> _WHAT IS EXPECTED_
Copy the records below word for word, from the start of the records through the line that contains "Outlines of the paved".

>> start

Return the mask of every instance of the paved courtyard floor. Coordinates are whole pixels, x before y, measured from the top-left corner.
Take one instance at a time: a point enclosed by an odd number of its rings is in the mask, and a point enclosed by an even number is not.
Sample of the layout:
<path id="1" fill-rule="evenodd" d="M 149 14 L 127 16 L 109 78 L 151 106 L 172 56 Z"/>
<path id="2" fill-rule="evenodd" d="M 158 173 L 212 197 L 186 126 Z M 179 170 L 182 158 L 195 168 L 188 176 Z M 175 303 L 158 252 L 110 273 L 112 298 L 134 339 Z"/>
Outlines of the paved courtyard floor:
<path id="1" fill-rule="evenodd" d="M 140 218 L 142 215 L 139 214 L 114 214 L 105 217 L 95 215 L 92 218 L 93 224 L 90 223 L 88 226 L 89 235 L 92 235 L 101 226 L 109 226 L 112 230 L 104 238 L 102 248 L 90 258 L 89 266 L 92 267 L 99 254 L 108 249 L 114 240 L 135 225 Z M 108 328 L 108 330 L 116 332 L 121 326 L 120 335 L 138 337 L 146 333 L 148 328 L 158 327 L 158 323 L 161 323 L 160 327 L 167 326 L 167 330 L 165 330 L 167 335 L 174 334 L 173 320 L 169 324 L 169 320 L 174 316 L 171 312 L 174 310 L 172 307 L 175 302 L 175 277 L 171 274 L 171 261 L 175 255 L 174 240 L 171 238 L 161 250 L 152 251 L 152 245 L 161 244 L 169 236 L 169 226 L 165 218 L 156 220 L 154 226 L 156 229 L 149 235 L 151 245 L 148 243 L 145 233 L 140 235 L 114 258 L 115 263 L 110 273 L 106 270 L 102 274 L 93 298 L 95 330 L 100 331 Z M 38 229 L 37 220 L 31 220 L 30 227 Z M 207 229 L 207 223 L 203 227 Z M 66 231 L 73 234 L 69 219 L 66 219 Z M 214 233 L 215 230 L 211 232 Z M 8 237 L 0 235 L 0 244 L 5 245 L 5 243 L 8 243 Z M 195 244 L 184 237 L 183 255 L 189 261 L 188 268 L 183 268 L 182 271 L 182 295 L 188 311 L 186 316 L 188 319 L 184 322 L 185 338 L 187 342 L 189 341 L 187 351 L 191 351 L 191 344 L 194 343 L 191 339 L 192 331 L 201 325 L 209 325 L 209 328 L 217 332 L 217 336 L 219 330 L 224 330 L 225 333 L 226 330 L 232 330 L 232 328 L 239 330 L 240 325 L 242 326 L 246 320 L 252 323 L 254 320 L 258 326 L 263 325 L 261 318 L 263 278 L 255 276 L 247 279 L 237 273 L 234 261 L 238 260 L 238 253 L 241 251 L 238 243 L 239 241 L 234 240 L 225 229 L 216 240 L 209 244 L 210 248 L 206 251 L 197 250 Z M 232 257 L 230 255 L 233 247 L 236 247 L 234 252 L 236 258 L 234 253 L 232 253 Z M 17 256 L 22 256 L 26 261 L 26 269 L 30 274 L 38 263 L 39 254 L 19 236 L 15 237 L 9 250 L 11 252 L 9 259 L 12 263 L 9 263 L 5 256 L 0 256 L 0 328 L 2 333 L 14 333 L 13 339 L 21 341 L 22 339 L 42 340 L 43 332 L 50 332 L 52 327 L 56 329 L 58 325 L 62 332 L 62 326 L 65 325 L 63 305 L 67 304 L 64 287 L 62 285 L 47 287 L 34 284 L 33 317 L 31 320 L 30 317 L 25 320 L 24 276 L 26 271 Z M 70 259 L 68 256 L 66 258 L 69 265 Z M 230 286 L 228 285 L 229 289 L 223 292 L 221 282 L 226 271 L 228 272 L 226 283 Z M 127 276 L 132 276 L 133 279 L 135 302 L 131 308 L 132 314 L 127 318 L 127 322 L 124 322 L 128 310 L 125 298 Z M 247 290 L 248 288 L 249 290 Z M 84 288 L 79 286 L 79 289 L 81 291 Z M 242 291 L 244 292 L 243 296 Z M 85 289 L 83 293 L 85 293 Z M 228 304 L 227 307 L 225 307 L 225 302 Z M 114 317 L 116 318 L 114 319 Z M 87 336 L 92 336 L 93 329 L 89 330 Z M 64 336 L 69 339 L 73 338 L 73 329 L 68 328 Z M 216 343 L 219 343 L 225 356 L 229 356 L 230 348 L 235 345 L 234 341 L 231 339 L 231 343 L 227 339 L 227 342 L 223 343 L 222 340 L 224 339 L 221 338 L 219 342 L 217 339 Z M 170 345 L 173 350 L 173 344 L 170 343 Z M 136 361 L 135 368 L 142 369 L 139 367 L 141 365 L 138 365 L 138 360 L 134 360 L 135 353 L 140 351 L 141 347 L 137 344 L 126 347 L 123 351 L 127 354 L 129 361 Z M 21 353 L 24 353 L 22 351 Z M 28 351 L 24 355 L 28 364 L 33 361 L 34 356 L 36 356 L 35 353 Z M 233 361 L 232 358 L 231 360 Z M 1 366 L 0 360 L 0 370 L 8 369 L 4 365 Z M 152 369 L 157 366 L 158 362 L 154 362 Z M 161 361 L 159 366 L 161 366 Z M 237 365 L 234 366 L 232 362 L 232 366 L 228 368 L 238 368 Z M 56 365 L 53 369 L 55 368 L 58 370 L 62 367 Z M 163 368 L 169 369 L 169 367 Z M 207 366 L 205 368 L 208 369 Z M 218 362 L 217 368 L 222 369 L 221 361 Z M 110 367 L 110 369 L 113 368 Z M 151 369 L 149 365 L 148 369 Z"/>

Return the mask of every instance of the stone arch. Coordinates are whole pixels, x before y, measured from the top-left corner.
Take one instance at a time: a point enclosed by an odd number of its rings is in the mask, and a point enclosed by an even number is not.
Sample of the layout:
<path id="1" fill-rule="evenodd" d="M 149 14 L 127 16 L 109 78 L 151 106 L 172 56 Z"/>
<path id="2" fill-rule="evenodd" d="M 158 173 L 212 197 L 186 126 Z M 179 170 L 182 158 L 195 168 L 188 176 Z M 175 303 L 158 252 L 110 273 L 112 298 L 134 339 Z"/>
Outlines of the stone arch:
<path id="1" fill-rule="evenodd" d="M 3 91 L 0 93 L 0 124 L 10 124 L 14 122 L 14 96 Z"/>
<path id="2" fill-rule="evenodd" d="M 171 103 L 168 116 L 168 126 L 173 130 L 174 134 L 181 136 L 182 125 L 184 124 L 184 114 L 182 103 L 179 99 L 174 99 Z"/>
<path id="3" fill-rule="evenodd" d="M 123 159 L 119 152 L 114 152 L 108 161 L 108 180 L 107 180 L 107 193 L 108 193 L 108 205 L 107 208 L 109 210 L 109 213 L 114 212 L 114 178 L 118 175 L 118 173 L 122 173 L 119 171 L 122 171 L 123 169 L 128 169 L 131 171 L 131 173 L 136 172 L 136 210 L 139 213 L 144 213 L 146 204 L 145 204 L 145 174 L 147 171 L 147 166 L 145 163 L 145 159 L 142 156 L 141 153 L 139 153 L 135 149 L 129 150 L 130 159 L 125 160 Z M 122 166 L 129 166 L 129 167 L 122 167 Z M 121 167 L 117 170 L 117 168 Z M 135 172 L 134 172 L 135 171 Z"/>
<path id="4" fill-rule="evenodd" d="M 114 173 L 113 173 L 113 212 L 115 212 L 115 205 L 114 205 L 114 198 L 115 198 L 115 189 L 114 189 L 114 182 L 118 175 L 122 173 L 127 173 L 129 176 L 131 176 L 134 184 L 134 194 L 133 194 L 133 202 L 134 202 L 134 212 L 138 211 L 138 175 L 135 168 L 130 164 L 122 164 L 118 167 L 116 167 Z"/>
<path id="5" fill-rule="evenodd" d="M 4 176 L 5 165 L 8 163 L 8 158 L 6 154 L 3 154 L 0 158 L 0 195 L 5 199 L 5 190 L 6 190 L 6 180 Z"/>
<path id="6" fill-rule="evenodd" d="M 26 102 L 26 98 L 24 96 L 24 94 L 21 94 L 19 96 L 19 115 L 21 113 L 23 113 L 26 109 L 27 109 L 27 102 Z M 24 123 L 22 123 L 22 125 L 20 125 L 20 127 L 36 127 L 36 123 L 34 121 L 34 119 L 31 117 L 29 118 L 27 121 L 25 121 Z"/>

>> end

> _ANSWER IN FULL_
Return the mask of every instance of the paved courtyard floor. Coordinates are whole pixels, x before y, measured from the top-left corner.
Take one instance at a time: a point enclosed by an odd number of its rings is in the mask, and a point enclosed by an even number is not.
Sample of the layout:
<path id="1" fill-rule="evenodd" d="M 149 14 L 127 16 L 109 78 L 151 106 L 172 56 Z"/>
<path id="2" fill-rule="evenodd" d="M 158 173 L 212 197 L 186 126 Z M 179 170 L 182 158 L 195 168 L 188 176 Z M 175 303 L 158 252 L 110 273 L 112 298 L 134 339 Z"/>
Outlines of the paved courtyard floor:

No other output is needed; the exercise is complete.